● **WHAT IS NEEDED**
Go through the data and copy each line where the word "forehead" shows up.

● **RECORDS FOR PROCESSING**
● ● ●
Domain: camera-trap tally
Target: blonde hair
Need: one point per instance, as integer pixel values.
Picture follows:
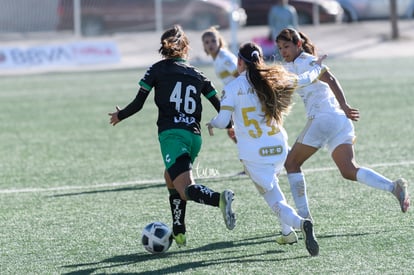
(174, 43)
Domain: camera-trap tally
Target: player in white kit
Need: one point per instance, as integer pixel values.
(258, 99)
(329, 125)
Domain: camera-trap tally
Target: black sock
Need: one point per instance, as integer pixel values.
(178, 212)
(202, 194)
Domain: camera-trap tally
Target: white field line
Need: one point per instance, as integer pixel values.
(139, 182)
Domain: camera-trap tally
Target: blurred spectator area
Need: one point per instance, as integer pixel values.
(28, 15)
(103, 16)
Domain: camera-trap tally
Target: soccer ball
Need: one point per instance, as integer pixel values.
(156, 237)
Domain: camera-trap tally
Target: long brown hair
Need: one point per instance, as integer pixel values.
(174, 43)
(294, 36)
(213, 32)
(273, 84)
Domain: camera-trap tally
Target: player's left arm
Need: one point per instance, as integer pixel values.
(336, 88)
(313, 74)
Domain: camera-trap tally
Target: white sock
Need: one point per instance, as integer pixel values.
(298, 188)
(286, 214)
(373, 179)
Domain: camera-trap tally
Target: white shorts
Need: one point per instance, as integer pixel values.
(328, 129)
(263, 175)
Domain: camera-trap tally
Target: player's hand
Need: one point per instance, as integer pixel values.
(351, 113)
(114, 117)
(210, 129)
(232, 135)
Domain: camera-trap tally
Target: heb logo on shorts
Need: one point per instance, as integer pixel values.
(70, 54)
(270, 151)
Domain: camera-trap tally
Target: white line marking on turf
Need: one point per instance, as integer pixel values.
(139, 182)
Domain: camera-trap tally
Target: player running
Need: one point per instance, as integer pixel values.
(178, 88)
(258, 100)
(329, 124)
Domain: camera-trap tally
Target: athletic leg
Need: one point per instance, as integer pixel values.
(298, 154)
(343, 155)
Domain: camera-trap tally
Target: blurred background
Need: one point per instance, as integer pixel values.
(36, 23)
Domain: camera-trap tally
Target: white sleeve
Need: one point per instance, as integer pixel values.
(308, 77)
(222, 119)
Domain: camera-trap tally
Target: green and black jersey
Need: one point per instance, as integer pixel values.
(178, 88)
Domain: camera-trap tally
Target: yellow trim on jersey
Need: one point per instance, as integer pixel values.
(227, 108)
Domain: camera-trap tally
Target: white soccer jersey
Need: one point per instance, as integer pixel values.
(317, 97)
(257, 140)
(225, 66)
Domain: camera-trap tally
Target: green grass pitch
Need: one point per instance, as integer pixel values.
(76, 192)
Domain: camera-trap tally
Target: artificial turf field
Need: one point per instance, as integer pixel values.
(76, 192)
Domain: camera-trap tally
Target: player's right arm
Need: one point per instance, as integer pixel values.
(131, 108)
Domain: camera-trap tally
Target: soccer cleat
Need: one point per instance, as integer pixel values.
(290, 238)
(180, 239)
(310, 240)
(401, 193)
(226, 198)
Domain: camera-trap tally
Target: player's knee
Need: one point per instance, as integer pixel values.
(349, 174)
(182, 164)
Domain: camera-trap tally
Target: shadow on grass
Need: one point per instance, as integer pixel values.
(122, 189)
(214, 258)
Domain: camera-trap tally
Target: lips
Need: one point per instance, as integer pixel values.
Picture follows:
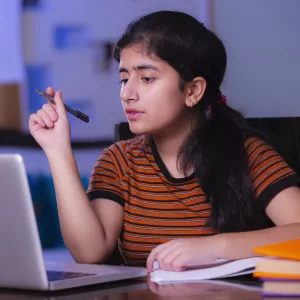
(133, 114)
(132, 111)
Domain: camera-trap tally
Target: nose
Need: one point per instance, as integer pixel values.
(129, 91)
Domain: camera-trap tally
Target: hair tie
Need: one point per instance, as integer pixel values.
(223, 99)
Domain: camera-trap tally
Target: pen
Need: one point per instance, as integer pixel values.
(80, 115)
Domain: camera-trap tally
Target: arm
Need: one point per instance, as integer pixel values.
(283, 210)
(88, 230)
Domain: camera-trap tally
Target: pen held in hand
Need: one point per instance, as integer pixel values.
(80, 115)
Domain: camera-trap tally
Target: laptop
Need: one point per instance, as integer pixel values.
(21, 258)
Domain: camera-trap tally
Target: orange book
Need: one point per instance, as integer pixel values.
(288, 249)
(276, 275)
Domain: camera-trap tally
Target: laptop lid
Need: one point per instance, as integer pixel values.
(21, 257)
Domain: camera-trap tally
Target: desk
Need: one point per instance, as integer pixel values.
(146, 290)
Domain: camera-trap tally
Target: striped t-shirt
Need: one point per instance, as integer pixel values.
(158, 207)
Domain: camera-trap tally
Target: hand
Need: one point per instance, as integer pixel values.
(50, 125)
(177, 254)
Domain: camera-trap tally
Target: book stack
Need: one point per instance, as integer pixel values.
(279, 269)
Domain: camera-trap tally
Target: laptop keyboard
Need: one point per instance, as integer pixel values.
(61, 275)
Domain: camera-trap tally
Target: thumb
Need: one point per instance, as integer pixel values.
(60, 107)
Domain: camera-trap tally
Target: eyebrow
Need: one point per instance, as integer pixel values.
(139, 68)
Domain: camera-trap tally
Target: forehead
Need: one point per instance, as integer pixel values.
● ● ●
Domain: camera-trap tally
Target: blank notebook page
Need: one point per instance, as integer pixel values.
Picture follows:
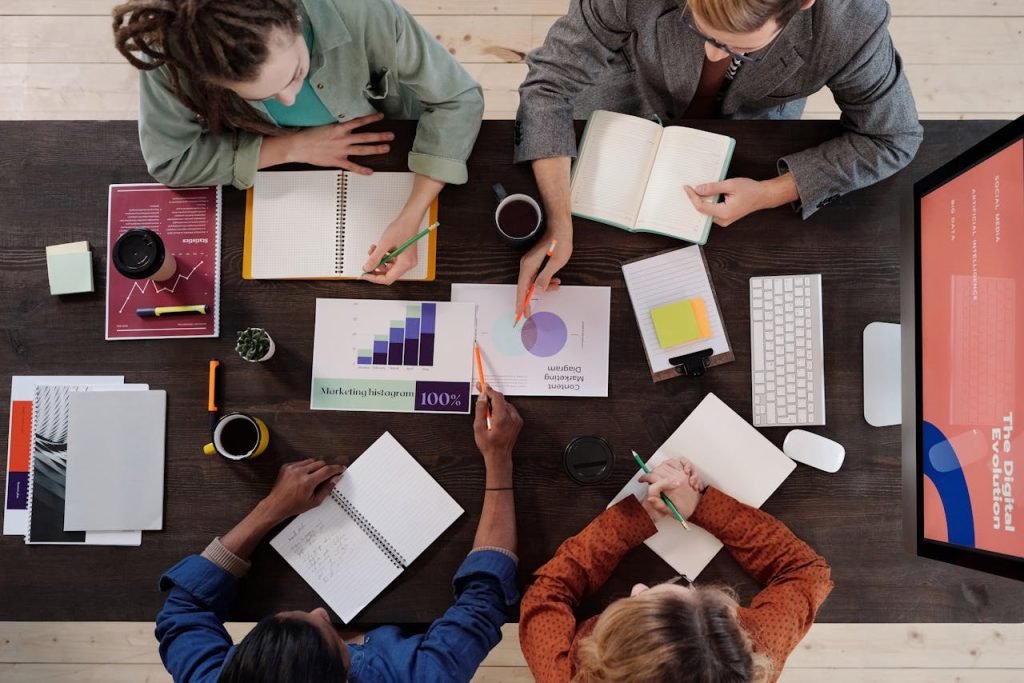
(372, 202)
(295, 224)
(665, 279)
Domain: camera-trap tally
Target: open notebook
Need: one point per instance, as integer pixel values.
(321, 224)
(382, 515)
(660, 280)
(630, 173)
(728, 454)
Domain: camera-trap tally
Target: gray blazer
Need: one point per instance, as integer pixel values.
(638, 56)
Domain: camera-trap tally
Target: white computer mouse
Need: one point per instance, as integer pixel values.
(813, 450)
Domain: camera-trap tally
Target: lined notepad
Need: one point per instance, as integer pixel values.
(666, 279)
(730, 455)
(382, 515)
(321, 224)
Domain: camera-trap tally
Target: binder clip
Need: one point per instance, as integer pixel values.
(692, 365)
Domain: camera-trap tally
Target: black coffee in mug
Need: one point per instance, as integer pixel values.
● ● ●
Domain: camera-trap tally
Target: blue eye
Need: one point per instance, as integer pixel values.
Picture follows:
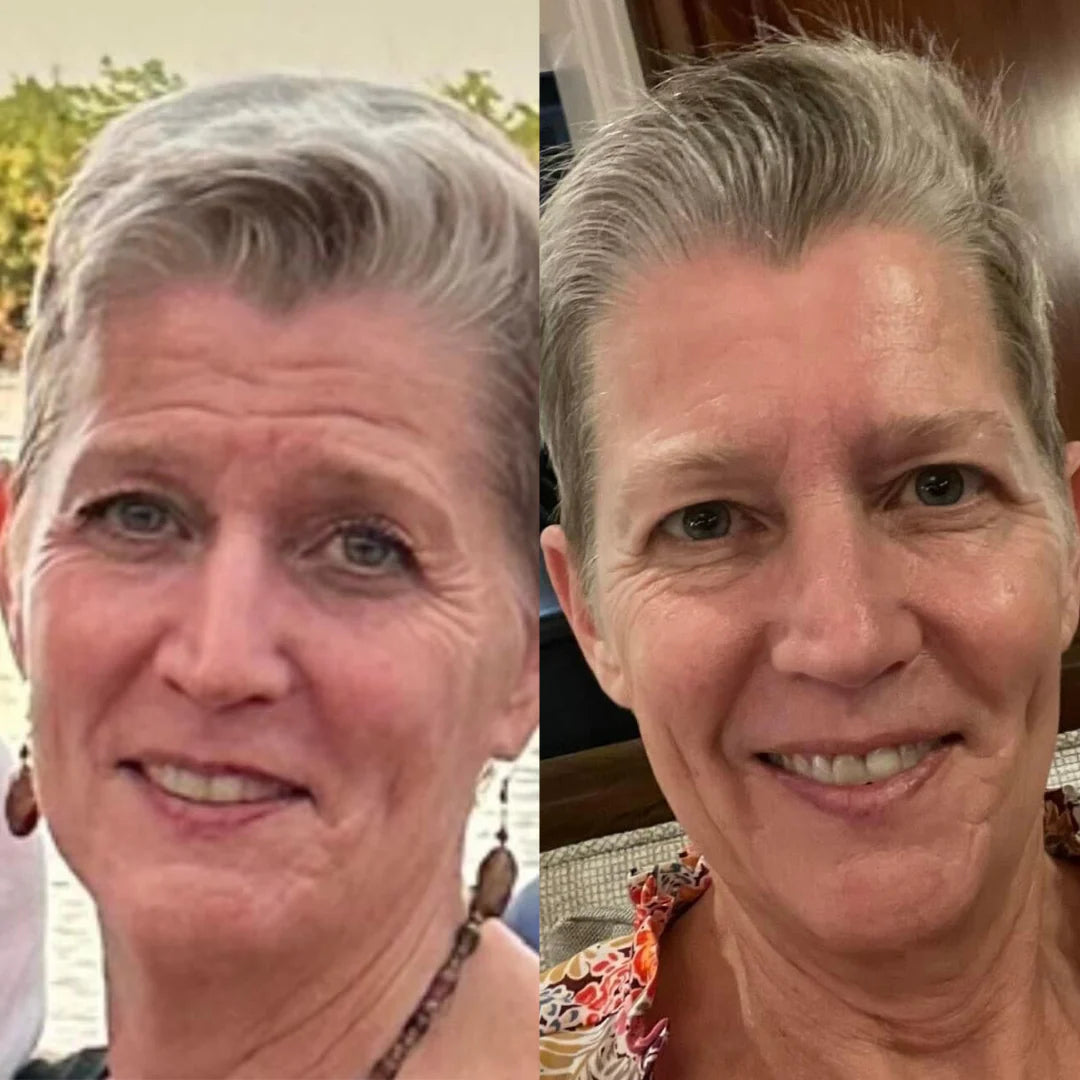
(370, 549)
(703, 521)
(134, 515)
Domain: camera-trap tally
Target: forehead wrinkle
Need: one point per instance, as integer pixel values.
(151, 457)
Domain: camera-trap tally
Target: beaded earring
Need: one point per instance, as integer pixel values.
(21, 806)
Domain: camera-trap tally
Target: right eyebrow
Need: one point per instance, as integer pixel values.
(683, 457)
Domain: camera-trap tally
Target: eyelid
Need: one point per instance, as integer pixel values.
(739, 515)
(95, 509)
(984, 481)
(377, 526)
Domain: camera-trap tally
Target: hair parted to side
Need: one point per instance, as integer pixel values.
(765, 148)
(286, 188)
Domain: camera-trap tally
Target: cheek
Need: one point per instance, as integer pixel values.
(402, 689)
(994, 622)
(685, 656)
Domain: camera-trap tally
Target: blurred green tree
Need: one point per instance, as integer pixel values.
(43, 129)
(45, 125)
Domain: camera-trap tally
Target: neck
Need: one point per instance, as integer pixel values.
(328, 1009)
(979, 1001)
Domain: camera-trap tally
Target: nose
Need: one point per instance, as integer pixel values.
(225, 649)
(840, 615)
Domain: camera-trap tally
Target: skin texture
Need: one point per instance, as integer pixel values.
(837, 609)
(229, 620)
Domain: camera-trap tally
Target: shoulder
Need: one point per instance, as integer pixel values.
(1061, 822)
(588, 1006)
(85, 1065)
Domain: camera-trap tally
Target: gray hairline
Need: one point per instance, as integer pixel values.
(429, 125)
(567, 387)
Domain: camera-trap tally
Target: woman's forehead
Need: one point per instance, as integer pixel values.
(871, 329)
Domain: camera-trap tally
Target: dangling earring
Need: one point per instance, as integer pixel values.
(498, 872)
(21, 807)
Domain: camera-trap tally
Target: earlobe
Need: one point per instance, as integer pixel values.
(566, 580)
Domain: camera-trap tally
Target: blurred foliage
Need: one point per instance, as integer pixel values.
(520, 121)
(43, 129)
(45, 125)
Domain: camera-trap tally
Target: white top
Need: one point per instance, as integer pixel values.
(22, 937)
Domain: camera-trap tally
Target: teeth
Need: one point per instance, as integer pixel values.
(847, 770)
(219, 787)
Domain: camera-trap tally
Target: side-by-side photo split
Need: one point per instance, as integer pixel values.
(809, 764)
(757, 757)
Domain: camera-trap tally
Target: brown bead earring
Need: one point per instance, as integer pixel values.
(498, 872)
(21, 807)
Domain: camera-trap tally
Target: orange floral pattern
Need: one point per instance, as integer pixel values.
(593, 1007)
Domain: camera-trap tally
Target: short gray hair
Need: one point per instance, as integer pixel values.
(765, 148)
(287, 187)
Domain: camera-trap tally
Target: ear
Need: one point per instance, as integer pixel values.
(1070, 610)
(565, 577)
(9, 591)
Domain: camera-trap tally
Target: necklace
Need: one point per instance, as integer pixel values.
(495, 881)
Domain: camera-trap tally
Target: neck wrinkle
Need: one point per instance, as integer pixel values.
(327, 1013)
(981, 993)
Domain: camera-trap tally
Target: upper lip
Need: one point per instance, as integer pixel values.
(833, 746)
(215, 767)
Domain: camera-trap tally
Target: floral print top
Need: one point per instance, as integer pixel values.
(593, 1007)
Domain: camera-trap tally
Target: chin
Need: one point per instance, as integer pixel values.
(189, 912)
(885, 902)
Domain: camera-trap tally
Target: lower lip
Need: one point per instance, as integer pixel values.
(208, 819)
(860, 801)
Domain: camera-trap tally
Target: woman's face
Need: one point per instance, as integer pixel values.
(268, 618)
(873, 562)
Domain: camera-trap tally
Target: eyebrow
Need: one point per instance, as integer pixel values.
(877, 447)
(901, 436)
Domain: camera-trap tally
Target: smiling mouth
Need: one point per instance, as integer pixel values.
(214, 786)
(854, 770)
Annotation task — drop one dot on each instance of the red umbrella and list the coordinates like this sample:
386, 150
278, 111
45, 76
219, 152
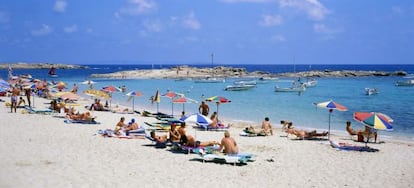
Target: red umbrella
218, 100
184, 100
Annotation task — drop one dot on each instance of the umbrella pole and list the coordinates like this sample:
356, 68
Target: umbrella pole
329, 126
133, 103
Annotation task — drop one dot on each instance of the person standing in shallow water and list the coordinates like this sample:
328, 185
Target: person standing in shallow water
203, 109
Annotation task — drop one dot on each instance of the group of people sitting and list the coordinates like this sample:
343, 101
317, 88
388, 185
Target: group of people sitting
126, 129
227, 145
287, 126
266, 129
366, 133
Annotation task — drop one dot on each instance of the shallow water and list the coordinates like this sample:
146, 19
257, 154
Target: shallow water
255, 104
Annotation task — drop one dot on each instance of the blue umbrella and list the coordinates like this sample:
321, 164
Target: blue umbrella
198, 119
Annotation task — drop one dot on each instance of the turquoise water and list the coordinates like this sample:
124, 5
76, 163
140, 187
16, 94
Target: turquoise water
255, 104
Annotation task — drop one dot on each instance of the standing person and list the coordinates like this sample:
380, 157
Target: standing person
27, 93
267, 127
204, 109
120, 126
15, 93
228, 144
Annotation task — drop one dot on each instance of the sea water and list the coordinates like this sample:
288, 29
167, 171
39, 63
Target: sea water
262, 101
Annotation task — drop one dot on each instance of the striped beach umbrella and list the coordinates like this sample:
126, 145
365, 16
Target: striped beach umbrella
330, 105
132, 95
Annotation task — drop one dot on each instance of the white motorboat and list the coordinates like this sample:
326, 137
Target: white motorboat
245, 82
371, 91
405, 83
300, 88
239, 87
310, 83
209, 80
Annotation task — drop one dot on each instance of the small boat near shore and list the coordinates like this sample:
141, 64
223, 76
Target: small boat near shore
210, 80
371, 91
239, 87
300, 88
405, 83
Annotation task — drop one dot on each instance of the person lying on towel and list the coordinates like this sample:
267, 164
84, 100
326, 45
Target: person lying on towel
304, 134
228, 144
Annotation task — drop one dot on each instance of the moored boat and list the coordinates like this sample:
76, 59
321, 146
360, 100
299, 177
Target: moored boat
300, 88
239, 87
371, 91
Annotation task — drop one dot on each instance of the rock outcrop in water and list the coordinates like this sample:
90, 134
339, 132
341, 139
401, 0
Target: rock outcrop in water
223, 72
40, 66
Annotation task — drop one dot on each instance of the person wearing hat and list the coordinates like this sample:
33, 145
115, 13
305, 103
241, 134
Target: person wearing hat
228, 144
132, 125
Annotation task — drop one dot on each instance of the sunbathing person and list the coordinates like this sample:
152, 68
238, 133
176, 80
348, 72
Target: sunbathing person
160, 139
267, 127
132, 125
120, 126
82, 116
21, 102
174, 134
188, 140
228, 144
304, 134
● ● ●
● **EXERCISE RESULT**
Target: forehead
Target: forehead wrinkle
Target: woman's forehead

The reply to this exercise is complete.